• **Task description**
Reproduce the records below word for word, beginning with their first line and continuing through the line containing "xmin=111 ymin=149 xmax=126 ymax=222", both included. Leave the pictures out of your copy.

(Annotated coordinate records)
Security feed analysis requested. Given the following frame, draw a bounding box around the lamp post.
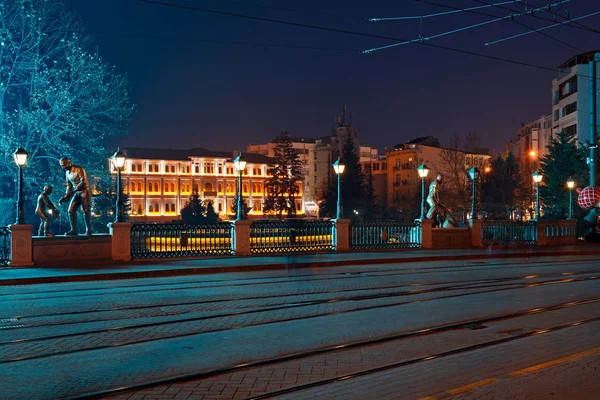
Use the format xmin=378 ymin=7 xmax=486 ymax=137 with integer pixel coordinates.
xmin=531 ymin=170 xmax=543 ymax=221
xmin=13 ymin=147 xmax=29 ymax=224
xmin=567 ymin=178 xmax=575 ymax=219
xmin=111 ymin=149 xmax=126 ymax=222
xmin=417 ymin=164 xmax=429 ymax=221
xmin=468 ymin=167 xmax=479 ymax=219
xmin=333 ymin=157 xmax=346 ymax=219
xmin=233 ymin=153 xmax=246 ymax=221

• **Written solution**
Security feed analysis requested. Given the following frame, draw a bounding box around the lamp post.
Use the format xmin=378 ymin=7 xmax=486 ymax=137 with integer pixel coordinates.
xmin=531 ymin=170 xmax=543 ymax=221
xmin=13 ymin=147 xmax=29 ymax=224
xmin=567 ymin=178 xmax=575 ymax=219
xmin=111 ymin=149 xmax=126 ymax=222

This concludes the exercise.